Work request: As an exercise, copy out the entries exactly as written.
[Dataset excerpts — start]
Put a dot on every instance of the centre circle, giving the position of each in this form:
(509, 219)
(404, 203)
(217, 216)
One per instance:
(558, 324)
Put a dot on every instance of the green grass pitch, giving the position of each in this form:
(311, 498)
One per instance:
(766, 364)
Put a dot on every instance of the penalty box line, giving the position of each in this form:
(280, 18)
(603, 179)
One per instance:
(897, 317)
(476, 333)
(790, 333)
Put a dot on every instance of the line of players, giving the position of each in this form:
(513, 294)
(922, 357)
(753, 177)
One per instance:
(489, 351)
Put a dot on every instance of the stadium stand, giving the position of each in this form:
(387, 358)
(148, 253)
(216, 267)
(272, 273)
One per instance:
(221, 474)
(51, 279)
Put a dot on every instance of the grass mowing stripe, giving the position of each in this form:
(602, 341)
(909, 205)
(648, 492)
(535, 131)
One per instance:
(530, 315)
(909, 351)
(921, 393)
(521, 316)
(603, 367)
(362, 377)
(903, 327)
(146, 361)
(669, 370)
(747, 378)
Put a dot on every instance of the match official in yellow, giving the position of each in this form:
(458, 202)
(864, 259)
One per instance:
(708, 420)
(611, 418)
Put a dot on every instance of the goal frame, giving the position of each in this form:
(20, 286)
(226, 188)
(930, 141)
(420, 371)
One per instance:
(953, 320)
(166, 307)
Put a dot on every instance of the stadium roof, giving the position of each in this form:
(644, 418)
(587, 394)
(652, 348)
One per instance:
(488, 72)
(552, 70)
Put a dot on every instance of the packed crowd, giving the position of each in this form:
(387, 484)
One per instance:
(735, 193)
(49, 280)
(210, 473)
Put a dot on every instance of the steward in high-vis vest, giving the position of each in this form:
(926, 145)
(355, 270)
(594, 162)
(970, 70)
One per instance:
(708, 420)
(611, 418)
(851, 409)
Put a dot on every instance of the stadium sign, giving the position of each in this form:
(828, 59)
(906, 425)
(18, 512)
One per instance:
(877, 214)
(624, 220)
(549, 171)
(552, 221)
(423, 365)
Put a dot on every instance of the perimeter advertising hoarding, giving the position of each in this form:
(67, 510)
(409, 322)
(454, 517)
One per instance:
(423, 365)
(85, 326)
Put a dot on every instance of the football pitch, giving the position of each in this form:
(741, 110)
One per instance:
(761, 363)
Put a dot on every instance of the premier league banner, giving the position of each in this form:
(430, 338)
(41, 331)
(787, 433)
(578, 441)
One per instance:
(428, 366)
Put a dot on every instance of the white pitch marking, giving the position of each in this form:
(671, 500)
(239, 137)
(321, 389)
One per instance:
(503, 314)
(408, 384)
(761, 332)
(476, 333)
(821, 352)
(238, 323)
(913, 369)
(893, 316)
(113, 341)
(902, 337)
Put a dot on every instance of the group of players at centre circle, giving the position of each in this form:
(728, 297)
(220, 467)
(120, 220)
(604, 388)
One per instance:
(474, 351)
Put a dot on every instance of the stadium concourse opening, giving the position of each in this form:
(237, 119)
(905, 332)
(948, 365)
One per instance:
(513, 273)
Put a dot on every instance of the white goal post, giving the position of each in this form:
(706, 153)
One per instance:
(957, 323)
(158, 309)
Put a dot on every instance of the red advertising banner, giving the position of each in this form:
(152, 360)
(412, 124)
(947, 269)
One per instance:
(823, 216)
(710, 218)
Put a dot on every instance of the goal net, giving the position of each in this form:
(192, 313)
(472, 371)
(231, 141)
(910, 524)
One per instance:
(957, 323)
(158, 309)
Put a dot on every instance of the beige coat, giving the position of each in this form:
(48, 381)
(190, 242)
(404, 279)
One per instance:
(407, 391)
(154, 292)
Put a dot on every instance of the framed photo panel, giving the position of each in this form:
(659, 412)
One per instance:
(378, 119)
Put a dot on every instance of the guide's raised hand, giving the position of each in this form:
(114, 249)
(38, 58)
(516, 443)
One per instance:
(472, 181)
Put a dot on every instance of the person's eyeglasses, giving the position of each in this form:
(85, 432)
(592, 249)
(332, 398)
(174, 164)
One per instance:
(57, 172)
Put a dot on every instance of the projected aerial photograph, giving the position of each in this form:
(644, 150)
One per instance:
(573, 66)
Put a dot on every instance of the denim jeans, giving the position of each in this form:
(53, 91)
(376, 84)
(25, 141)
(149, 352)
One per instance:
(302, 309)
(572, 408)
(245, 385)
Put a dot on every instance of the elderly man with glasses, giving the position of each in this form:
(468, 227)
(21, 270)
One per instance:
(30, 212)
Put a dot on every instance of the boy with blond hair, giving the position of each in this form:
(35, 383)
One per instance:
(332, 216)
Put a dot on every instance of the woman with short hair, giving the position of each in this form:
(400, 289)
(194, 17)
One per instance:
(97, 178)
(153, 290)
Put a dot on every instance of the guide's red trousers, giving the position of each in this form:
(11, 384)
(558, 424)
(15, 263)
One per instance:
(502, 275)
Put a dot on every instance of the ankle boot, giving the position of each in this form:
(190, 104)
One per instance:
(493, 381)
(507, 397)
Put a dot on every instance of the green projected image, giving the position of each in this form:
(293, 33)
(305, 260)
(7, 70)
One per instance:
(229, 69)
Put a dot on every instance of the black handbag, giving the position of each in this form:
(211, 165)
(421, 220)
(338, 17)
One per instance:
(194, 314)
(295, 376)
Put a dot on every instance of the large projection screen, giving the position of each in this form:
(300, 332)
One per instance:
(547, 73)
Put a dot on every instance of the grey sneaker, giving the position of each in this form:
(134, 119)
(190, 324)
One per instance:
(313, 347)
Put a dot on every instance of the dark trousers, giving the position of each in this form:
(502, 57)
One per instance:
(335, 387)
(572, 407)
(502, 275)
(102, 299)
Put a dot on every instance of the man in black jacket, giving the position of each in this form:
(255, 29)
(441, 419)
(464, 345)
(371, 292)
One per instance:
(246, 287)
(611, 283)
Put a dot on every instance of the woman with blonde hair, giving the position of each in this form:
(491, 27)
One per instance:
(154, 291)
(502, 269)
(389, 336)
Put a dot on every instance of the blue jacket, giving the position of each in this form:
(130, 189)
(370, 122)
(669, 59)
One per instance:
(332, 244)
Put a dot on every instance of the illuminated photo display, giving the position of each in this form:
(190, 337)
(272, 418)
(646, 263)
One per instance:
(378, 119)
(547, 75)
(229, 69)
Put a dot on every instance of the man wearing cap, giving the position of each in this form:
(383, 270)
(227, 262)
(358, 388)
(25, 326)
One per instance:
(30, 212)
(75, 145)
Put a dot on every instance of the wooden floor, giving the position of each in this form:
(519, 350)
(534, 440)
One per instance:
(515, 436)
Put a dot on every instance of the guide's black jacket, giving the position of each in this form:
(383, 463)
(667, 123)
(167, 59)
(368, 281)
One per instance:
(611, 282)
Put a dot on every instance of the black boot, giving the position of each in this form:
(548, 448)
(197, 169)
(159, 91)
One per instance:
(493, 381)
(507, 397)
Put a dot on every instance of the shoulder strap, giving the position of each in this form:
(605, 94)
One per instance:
[Dataset excerpts — finish]
Completed task:
Put a dot on every instance of the centre circle, giving the position of each in this form:
(509, 219)
(404, 203)
(217, 216)
One per instance:
(558, 324)
Put a dot on every instance of the green grass pitch, giving the position of each in this form:
(311, 498)
One per instance:
(766, 364)
Put a dot on every instance of the penalty box line, giving the position of each in this form:
(280, 18)
(603, 179)
One per instance:
(897, 317)
(476, 333)
(790, 333)
Put a dot on every instance of the line of players, giving the position of each in this form:
(513, 294)
(922, 357)
(753, 177)
One per instance:
(489, 351)
Put a dot on every instance of the stadium stand, giving the position of each in this form:
(387, 358)
(148, 253)
(216, 267)
(272, 273)
One per instance:
(221, 474)
(51, 279)
Put a dot on every instance of the grass mowing stripe, giving the position of each in this form:
(602, 341)
(909, 205)
(648, 492)
(535, 131)
One per instance:
(530, 315)
(909, 351)
(921, 393)
(521, 316)
(603, 367)
(362, 377)
(903, 327)
(146, 361)
(669, 370)
(747, 378)
Put a dot on every instance of the match official in yellow, giving the position of each in this form:
(458, 202)
(864, 259)
One per instance:
(708, 420)
(611, 418)
Put a dot on every instance of the goal frame, giving the position of each in this form:
(20, 286)
(226, 188)
(930, 141)
(420, 371)
One per instance:
(953, 320)
(166, 307)
Put a dot on every instance of the stadium roof, giving the position of each in this form:
(644, 418)
(587, 394)
(652, 348)
One per instance:
(488, 72)
(552, 70)
Put a dot on every instance of the packed crowd, giving the position of each in this form:
(387, 484)
One per instance:
(735, 193)
(49, 280)
(210, 473)
Put a dot on every instance of the steward in high-vis vest, giving the position of each in this form:
(926, 145)
(355, 270)
(594, 162)
(970, 70)
One per instance:
(708, 420)
(611, 418)
(851, 409)
Put a dot on every instance of the stadium sign, giving the position of each in this form:
(828, 59)
(906, 425)
(18, 512)
One per instance:
(877, 214)
(624, 220)
(549, 171)
(552, 221)
(423, 365)
Put a dot on every instance of the perimeter advertising hoarding, giving the position of each in this form:
(67, 510)
(409, 322)
(454, 517)
One per instance:
(423, 365)
(85, 326)
Put a dot on every instance of the football pitch, giving the position of each in this form:
(741, 110)
One per instance:
(761, 363)
Put a dot on every instance of the premier league banner, giving the position of each in this form:
(430, 338)
(41, 331)
(787, 433)
(578, 441)
One per instance:
(428, 366)
Put a dot on every instance of the white pitch marking, giving the position of each in this form:
(671, 500)
(239, 137)
(321, 389)
One per instance:
(503, 314)
(408, 384)
(761, 332)
(476, 333)
(821, 352)
(238, 323)
(913, 369)
(893, 316)
(113, 341)
(902, 337)
Put a dot on every instance of the group of players at centre circle, giving the position of each in this form:
(728, 297)
(220, 467)
(120, 220)
(604, 388)
One per instance:
(474, 351)
Put a dot on every instance of the stadium concourse opening, giving the position of each in this form:
(237, 119)
(905, 332)
(948, 365)
One per instance:
(513, 273)
Put a dot on every instance of the white goal post, giving the position of each in this form:
(706, 153)
One per instance:
(957, 323)
(158, 309)
Put a dot on every instance of the red advertising banner, giving the position of each in this form:
(152, 360)
(412, 124)
(947, 269)
One per instance:
(823, 216)
(710, 218)
Put a dot on every instance of the goal net, giving the position of each in this form:
(192, 313)
(472, 371)
(231, 141)
(910, 524)
One per instance:
(957, 323)
(158, 309)
Put a dot on every instance of the beige coat, giving the position of each in this form:
(48, 381)
(190, 242)
(404, 279)
One per instance:
(407, 391)
(154, 292)
Put a dot on every instance of the framed photo panel, giving the position of each in this form:
(659, 412)
One per instance:
(378, 119)
Put a dot on every instance of the guide's raised hand, giving the position of each in this form:
(114, 249)
(38, 58)
(516, 443)
One per instance:
(472, 181)
Put a dot on every instance of the person's eyeglasses, giving the position of each in this form:
(85, 432)
(592, 249)
(332, 398)
(174, 164)
One per instance:
(57, 172)
Put a dot on every instance of the projected aerial photograph, giving the position of each in this form:
(644, 150)
One per instance:
(573, 66)
Put a dot on every instance of the denim jeans, giving the position of each in this form:
(53, 91)
(376, 84)
(25, 141)
(149, 352)
One per instance:
(302, 309)
(572, 408)
(245, 385)
Put a dot on every instance of the elderly man with glasses, giving the position of each in this form:
(468, 227)
(21, 270)
One per instance:
(30, 212)
Put a dot on every instance of the boy with blond hair, giving the position of each in this form:
(35, 383)
One per instance:
(332, 216)
Put a dot on every instance of the woman with short hair, giving the position of each in this form:
(400, 289)
(194, 17)
One per instance:
(97, 178)
(153, 290)
Put a dot on every instance of the guide's red trousers, giving the position of each in this form:
(11, 384)
(558, 424)
(15, 263)
One per instance:
(502, 275)
Put a dot on every instance of the ankle boot, giving the position of each in this form:
(190, 104)
One per instance:
(493, 381)
(507, 397)
Put a dot on every instance of the green projected image, giving the position of each in this form:
(293, 33)
(305, 260)
(7, 70)
One per instance:
(229, 69)
Put a dot on every instance of the black handbag, giving the position of each in this form:
(211, 165)
(421, 220)
(338, 17)
One per instance:
(194, 314)
(295, 376)
Put a dot on every instance of the large projection screen, giving the position of each in this form:
(300, 332)
One per instance:
(547, 73)
Put a dot on every instance of the grey sneaker, giving the position of each in this form:
(134, 119)
(190, 324)
One per instance:
(313, 347)
Put a dot on every instance of the dark trousers, giving the position of each in this form:
(502, 57)
One per instance:
(335, 387)
(572, 407)
(502, 275)
(102, 299)
Put a dot on every instance of the man in black jacket, giving the position of each in this form:
(255, 29)
(441, 419)
(464, 345)
(371, 292)
One per instance:
(246, 287)
(611, 283)
Put a dot on every instance of the woman with blonde hair, giving the position of each in this form:
(491, 27)
One per instance:
(154, 291)
(502, 269)
(389, 336)
Put a dot on every instance of the blue jacket, giving the position of each in this form:
(130, 189)
(370, 122)
(669, 59)
One per instance:
(332, 244)
Put a dot on every instance of the illuminated photo display, giving the position of each in this form:
(190, 337)
(272, 418)
(646, 263)
One per instance:
(378, 119)
(547, 75)
(229, 69)
Put a dot on every instance of the man wearing cap, giving the position of each in this form:
(383, 270)
(227, 262)
(358, 388)
(25, 326)
One per instance:
(30, 212)
(75, 145)
Put a dot on every instance of the wooden floor, giving the position of each in this form:
(519, 350)
(534, 440)
One per instance:
(515, 436)
Put a dot on every instance of the guide's black jacket, giving the position of each in this form:
(383, 463)
(667, 123)
(167, 59)
(368, 281)
One per instance:
(611, 282)
Put a dot on every instance of the black boot, giving the position of each in this form:
(548, 448)
(197, 169)
(159, 91)
One per instance:
(493, 381)
(507, 397)
Put a dot on every instance of the shoulder strap, giving the position of each in this form:
(605, 94)
One per instance:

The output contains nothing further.